--- start MATERIAL SUPPLIED ---

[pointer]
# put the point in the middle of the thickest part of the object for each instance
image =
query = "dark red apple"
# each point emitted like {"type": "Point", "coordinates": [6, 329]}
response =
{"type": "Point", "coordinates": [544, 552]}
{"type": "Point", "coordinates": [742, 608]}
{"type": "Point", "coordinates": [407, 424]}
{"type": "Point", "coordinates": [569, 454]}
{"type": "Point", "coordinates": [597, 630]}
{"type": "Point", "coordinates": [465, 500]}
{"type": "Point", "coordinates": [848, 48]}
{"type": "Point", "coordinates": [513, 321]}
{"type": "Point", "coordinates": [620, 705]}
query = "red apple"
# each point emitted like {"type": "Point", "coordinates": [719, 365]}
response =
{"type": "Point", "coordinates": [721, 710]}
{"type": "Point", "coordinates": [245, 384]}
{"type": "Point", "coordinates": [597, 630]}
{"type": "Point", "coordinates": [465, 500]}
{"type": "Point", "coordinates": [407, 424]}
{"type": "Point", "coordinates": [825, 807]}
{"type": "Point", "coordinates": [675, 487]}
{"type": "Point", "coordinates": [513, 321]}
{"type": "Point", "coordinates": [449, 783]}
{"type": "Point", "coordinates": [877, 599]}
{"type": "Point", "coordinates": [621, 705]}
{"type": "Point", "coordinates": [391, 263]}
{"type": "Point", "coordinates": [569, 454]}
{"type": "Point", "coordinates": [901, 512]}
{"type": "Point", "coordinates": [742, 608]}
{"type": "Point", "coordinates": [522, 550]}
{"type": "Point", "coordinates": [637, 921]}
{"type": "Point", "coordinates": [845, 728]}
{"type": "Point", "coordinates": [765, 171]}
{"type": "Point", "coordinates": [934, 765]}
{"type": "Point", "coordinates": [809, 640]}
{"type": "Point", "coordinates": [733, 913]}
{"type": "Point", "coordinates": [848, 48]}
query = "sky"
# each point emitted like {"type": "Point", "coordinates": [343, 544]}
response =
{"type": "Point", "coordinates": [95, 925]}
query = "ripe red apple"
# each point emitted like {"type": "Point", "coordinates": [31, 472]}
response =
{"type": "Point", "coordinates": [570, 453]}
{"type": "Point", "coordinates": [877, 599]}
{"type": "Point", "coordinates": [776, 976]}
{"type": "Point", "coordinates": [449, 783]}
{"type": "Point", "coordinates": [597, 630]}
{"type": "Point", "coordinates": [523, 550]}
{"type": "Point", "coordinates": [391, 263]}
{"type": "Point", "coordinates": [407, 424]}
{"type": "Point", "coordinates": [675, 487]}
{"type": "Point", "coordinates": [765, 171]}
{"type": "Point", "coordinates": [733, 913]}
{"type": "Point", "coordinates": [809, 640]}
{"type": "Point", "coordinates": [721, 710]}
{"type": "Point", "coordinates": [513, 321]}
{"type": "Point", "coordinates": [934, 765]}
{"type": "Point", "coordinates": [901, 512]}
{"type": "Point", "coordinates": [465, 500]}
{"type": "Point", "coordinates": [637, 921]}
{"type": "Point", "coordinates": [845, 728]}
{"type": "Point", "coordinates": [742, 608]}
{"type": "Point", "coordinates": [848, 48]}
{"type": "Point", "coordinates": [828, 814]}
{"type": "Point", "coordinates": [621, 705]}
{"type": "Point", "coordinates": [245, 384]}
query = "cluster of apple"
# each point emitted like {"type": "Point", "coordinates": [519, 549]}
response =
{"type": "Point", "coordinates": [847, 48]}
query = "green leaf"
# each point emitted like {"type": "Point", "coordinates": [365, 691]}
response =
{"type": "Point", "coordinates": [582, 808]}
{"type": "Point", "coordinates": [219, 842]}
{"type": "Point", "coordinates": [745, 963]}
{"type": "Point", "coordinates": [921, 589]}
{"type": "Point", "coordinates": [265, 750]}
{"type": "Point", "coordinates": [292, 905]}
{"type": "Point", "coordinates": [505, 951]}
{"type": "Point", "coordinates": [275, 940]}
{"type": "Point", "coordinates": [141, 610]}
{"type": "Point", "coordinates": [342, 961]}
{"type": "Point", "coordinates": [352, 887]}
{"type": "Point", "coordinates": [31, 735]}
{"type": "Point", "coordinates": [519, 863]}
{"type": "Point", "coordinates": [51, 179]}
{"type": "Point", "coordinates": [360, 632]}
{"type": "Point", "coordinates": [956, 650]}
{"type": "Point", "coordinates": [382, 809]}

--- end MATERIAL SUPPLIED ---

__TASK INSTRUCTIONS__. Every entry in the listing must be retyped exactly.

__SOLUTION__.
[pointer]
# put the point in the middle of the thickest part of the object for each instance
image =
query = "dark red apple"
# each point emitted like {"type": "Point", "coordinates": [6, 329]}
response =
{"type": "Point", "coordinates": [544, 552]}
{"type": "Point", "coordinates": [742, 608]}
{"type": "Point", "coordinates": [407, 424]}
{"type": "Point", "coordinates": [569, 454]}
{"type": "Point", "coordinates": [597, 630]}
{"type": "Point", "coordinates": [465, 500]}
{"type": "Point", "coordinates": [848, 48]}
{"type": "Point", "coordinates": [513, 321]}
{"type": "Point", "coordinates": [620, 705]}
query = "red apple"
# each point emitted like {"type": "Point", "coordinates": [719, 365]}
response =
{"type": "Point", "coordinates": [721, 710]}
{"type": "Point", "coordinates": [245, 384]}
{"type": "Point", "coordinates": [597, 630]}
{"type": "Point", "coordinates": [465, 500]}
{"type": "Point", "coordinates": [407, 424]}
{"type": "Point", "coordinates": [825, 807]}
{"type": "Point", "coordinates": [675, 487]}
{"type": "Point", "coordinates": [513, 321]}
{"type": "Point", "coordinates": [449, 783]}
{"type": "Point", "coordinates": [877, 599]}
{"type": "Point", "coordinates": [621, 705]}
{"type": "Point", "coordinates": [391, 263]}
{"type": "Point", "coordinates": [569, 454]}
{"type": "Point", "coordinates": [901, 512]}
{"type": "Point", "coordinates": [742, 608]}
{"type": "Point", "coordinates": [522, 550]}
{"type": "Point", "coordinates": [637, 921]}
{"type": "Point", "coordinates": [845, 728]}
{"type": "Point", "coordinates": [765, 171]}
{"type": "Point", "coordinates": [934, 765]}
{"type": "Point", "coordinates": [809, 640]}
{"type": "Point", "coordinates": [733, 913]}
{"type": "Point", "coordinates": [848, 48]}
query = "sky"
# each point emitted like {"type": "Point", "coordinates": [343, 544]}
response =
{"type": "Point", "coordinates": [95, 925]}
query = "ripe red apple"
# each point emitted like {"type": "Point", "coordinates": [31, 472]}
response =
{"type": "Point", "coordinates": [570, 453]}
{"type": "Point", "coordinates": [877, 599]}
{"type": "Point", "coordinates": [776, 976]}
{"type": "Point", "coordinates": [449, 783]}
{"type": "Point", "coordinates": [597, 630]}
{"type": "Point", "coordinates": [523, 550]}
{"type": "Point", "coordinates": [391, 263]}
{"type": "Point", "coordinates": [407, 424]}
{"type": "Point", "coordinates": [675, 487]}
{"type": "Point", "coordinates": [765, 171]}
{"type": "Point", "coordinates": [733, 913]}
{"type": "Point", "coordinates": [809, 640]}
{"type": "Point", "coordinates": [721, 710]}
{"type": "Point", "coordinates": [513, 321]}
{"type": "Point", "coordinates": [934, 765]}
{"type": "Point", "coordinates": [901, 512]}
{"type": "Point", "coordinates": [465, 500]}
{"type": "Point", "coordinates": [637, 921]}
{"type": "Point", "coordinates": [845, 728]}
{"type": "Point", "coordinates": [742, 608]}
{"type": "Point", "coordinates": [848, 48]}
{"type": "Point", "coordinates": [828, 814]}
{"type": "Point", "coordinates": [621, 705]}
{"type": "Point", "coordinates": [245, 384]}
query = "cluster of apple"
# each point emitted like {"type": "Point", "coordinates": [519, 549]}
response =
{"type": "Point", "coordinates": [847, 48]}
query = "green leaf"
# each point emitted like {"type": "Point", "coordinates": [365, 691]}
response =
{"type": "Point", "coordinates": [582, 808]}
{"type": "Point", "coordinates": [219, 842]}
{"type": "Point", "coordinates": [745, 963]}
{"type": "Point", "coordinates": [921, 589]}
{"type": "Point", "coordinates": [265, 750]}
{"type": "Point", "coordinates": [292, 905]}
{"type": "Point", "coordinates": [505, 951]}
{"type": "Point", "coordinates": [275, 940]}
{"type": "Point", "coordinates": [141, 610]}
{"type": "Point", "coordinates": [342, 961]}
{"type": "Point", "coordinates": [352, 887]}
{"type": "Point", "coordinates": [31, 735]}
{"type": "Point", "coordinates": [519, 863]}
{"type": "Point", "coordinates": [51, 179]}
{"type": "Point", "coordinates": [360, 632]}
{"type": "Point", "coordinates": [956, 650]}
{"type": "Point", "coordinates": [382, 809]}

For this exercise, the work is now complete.